▸ **Source extract**
▬▬▬▬▬▬▬▬▬▬
# My skidder



## Ryan Willock (Mar 31, 2003)

Just thought that I would post some pics of some of the equipment that I have bought since january this is my 2003 newholland TC40D with grappel


----------



## Ryan Willock (Mar 31, 2003)

here's my newest piece


----------



## Ryan Willock (Mar 31, 2003)

here's the skidder its self


----------



## Ryan Willock (Mar 31, 2003)

and some nice poplar veneer that I cut the friday. Well back to the mountains to cut for a while, I am working on getting internet acess out there and as soon as I do I'll be back to normal!!!


----------



## StIhL MaGnUm (Mar 31, 2003)

Nice stuff Ryan,how do you like that Deere with the winch on it..I have a budy thats been thinking about doing that to his tractor..??

Rob.


----------



## Ryan Willock (Mar 31, 2003)

Rob, it does real well. I'm thinking of putting a forestry package on it for protection. I've got to go pick up the forks for it tommorow morning. I'll post some more pics hopefully this month:Eye:


----------



## Pacific (Apr 1, 2003)

I like the lawn tractors how much do they pull   

I'am just teasing ya I guess if you doing small wood eco logging the smaller equipment doesn't damage the ground.

Around here when we are doing landclearing nothing gets skidded its all hoechucked if the wood is going to the local bandmills they won't take dirty wood. Skidders are becoming the thing of the past when the wood can be chucked to the side of the road and a self loading logging truck picks it up. If we haul the wood in gravel trucks or rolloff containers its kept 20 feet long a logging truck its upto 50-60 feet long.


----------



## Harley (Apr 3, 2003)

Ryan,

What size JD is that? Also did you look at different winches and how much did it cost you?

Pacific, Excuse me for being a dumbass, but what is hoechucking?


----------



## Pacific (Apr 4, 2003)

Harley don't feel bad I don't think Hoechucking is used any where else but in B.C.  

Hoe chucking is a way to replace skidding logs where a Road builder excavator or a log loader with high walk undercarriage is walked out into the cut block cold decks the logs. The operator grabs the all the fallen trees scattered all over the cut block and piles them up in different piles. Once they are all piled the logs get moved again and again moving closer to the road edge where they will be loaded onto a truck. The excavator or log loader is equiped with a healboom and grapple it can be done with a standard bucket and live thumb.
▬▬▬▬▬▬▬▬▬▬
Data listing:
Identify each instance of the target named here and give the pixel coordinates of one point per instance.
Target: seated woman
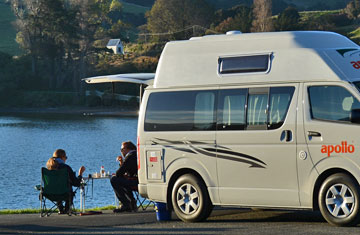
(57, 161)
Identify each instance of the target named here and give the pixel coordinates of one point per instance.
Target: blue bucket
(162, 213)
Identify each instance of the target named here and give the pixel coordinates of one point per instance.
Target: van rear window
(244, 64)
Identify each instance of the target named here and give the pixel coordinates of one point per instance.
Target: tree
(241, 21)
(262, 16)
(352, 9)
(170, 18)
(288, 20)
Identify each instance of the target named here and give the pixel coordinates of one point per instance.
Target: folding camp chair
(141, 201)
(54, 187)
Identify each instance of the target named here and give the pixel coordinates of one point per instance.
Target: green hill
(8, 33)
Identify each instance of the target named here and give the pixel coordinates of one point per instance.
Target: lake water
(27, 142)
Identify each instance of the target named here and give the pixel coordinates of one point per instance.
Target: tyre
(190, 199)
(339, 199)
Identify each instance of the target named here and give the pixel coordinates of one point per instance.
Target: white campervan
(253, 120)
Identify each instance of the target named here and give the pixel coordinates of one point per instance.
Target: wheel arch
(321, 178)
(173, 179)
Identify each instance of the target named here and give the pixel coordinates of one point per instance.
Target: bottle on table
(102, 171)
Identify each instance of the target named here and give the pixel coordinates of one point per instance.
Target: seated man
(57, 161)
(126, 178)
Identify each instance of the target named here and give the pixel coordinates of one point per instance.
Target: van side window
(232, 109)
(244, 64)
(181, 111)
(254, 108)
(257, 108)
(280, 98)
(331, 103)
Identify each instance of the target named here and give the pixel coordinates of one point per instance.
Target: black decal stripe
(223, 147)
(252, 164)
(203, 152)
(236, 154)
(180, 149)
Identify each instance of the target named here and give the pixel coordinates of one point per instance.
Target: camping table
(84, 182)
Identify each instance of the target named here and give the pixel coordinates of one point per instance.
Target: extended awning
(138, 78)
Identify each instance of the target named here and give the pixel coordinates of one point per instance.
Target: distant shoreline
(84, 111)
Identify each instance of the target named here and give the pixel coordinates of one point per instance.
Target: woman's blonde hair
(59, 153)
(52, 164)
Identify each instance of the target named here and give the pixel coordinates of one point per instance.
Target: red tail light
(138, 152)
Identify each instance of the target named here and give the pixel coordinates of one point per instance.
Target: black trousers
(122, 188)
(68, 203)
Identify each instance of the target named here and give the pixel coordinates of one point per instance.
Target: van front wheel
(339, 200)
(190, 199)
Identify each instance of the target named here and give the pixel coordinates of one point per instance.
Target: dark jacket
(74, 181)
(129, 166)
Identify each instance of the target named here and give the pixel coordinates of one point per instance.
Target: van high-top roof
(274, 57)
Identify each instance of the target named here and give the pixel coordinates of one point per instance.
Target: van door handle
(314, 134)
(286, 135)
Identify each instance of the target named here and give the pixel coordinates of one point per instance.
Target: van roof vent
(233, 32)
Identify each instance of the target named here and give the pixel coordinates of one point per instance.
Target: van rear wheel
(339, 200)
(190, 199)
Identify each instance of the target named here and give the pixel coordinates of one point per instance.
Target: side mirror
(355, 116)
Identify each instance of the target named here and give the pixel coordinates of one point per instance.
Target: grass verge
(37, 211)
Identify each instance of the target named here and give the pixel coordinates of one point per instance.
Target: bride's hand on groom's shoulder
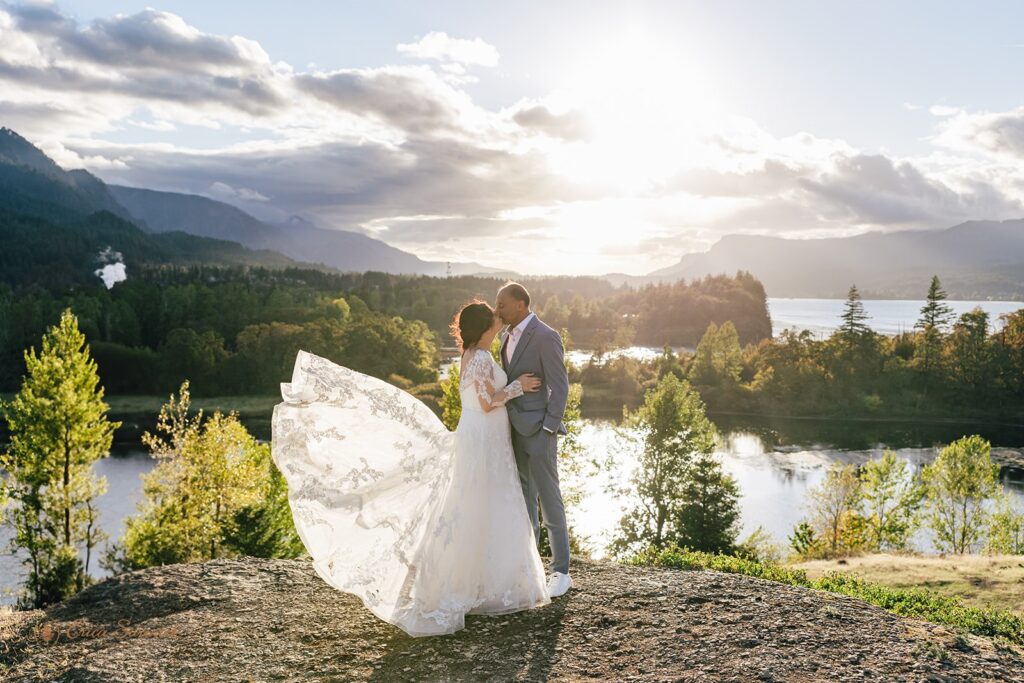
(528, 382)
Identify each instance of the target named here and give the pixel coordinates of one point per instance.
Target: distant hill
(296, 238)
(31, 183)
(974, 260)
(54, 224)
(59, 254)
(29, 177)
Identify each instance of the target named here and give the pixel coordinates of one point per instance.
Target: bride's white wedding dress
(425, 525)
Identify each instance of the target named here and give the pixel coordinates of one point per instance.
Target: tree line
(945, 366)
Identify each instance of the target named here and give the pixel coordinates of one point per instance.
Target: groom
(530, 346)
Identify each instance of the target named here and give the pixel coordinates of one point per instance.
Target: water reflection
(773, 480)
(773, 477)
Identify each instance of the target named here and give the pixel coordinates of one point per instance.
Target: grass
(913, 602)
(127, 404)
(994, 582)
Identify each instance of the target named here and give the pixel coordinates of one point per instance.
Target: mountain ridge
(976, 259)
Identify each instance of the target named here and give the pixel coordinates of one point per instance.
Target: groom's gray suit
(537, 421)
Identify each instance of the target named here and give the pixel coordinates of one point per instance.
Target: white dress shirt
(515, 334)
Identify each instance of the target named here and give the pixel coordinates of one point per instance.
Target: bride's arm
(480, 374)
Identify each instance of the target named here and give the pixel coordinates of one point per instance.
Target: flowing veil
(365, 462)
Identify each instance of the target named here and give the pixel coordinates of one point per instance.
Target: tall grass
(915, 602)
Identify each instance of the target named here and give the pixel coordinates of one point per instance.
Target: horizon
(616, 146)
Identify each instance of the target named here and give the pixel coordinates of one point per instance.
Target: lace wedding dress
(425, 525)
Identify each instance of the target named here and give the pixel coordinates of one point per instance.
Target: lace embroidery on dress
(423, 524)
(479, 373)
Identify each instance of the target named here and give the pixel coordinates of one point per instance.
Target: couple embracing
(423, 524)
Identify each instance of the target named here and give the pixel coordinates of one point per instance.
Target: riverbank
(983, 581)
(262, 620)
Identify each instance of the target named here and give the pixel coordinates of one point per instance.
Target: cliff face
(256, 620)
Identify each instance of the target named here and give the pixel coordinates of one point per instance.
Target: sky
(569, 137)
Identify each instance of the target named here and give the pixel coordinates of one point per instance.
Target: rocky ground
(256, 620)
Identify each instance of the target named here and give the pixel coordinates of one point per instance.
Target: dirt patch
(257, 620)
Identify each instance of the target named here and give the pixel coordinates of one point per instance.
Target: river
(775, 461)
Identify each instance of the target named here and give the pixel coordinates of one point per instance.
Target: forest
(235, 330)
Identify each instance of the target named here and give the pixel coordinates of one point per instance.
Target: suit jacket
(539, 351)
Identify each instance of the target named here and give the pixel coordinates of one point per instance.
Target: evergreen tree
(834, 509)
(935, 315)
(971, 353)
(683, 497)
(451, 398)
(890, 498)
(58, 428)
(709, 517)
(718, 358)
(854, 327)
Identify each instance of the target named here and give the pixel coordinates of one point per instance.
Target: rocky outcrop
(258, 620)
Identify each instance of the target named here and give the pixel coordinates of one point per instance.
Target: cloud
(999, 133)
(441, 47)
(406, 154)
(569, 125)
(412, 98)
(147, 56)
(222, 190)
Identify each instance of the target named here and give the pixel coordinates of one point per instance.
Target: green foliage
(451, 398)
(927, 605)
(718, 358)
(683, 496)
(970, 353)
(834, 510)
(682, 558)
(935, 316)
(266, 527)
(759, 546)
(58, 428)
(211, 477)
(803, 541)
(890, 498)
(854, 327)
(957, 485)
(1006, 527)
(915, 603)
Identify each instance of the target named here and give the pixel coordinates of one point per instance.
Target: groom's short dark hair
(518, 292)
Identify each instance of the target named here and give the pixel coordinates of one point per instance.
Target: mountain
(59, 227)
(295, 238)
(30, 178)
(55, 254)
(975, 260)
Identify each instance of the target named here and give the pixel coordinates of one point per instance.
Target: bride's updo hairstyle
(470, 323)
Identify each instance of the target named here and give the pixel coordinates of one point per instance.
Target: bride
(423, 524)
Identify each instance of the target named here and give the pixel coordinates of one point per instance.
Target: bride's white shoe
(558, 584)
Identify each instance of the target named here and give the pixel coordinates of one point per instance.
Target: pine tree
(708, 519)
(58, 428)
(683, 497)
(854, 327)
(935, 315)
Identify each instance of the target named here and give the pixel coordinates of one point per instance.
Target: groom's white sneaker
(558, 583)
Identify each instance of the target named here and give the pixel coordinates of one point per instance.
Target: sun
(647, 101)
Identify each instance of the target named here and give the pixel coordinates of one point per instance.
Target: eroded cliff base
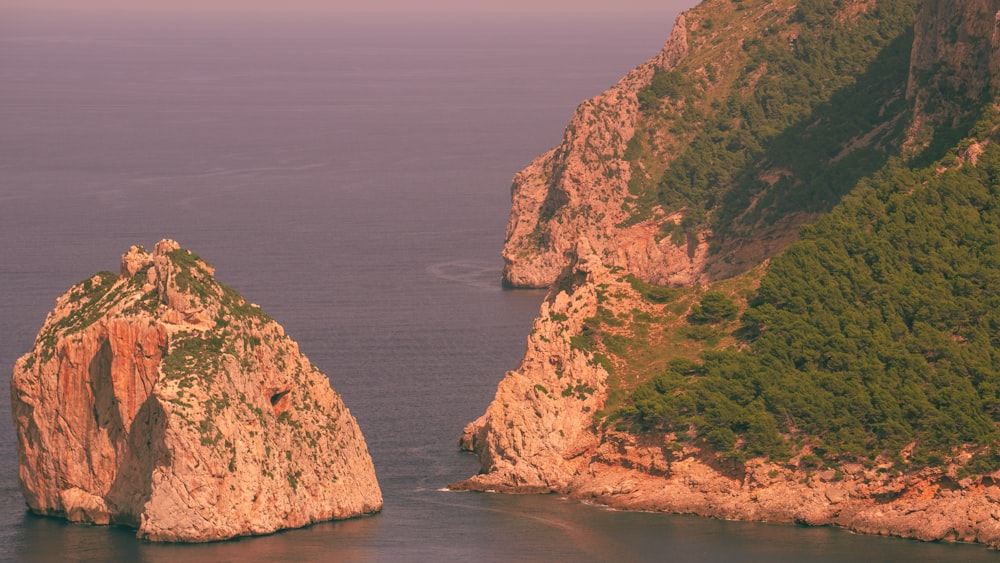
▬▬▬▬▬▬▬▬▬▬
▸ **Stated problem 1**
According to the skidder thread, how long are logs kept when they are hauled in gravel trucks or rolloff containers?
▸ **Stated problem 2**
Reproduce the passage of the skidder thread that opens with the words containing "## Pacific (Apr 1, 2003)" and closes with "damage the ground.".

▸ **Task response 1**
20 feet long.

▸ **Task response 2**
## Pacific (Apr 1, 2003)

I like the lawn tractors how much do they pull   

I'am just teasing ya I guess if you doing small wood eco logging the smaller equipment doesn't damage the ground.